§ **Material shown**

——

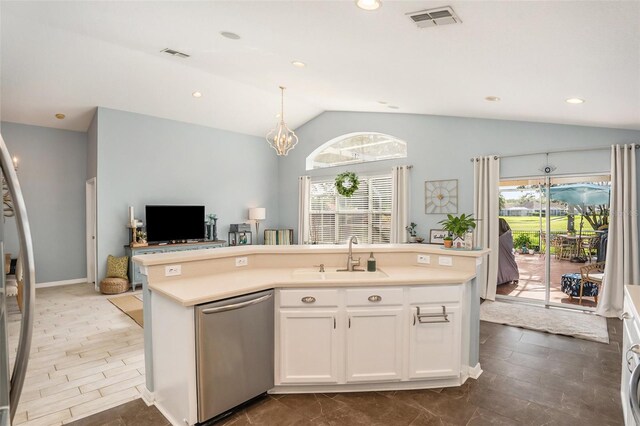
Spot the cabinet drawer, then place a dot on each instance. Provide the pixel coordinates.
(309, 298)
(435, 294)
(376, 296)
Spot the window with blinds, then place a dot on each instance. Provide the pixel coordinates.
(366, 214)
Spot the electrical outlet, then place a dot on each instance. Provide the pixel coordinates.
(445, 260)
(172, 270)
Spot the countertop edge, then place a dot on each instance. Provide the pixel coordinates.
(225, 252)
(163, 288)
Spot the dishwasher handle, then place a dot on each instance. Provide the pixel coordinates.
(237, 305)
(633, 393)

——

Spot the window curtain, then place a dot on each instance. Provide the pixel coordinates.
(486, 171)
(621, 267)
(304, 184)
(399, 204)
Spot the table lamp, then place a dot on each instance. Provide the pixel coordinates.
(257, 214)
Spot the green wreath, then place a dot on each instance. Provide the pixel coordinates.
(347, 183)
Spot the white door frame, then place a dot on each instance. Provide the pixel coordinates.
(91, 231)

——

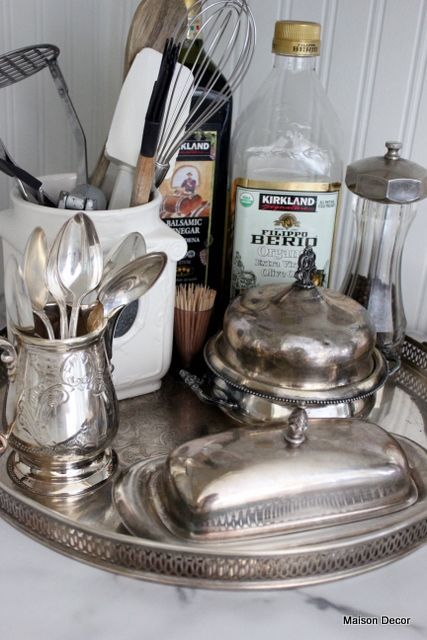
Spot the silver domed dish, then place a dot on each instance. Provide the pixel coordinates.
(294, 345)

——

§ **What to work on**
Select each line of the data above that contains the string "window". Case counts.

§ **Answer to this problem**
Spot the window with blinds, then place a dot on each instance. Provide the pixel coordinates.
Spot the window curtain, then place a dot on each instance. Provide the pixel coordinates.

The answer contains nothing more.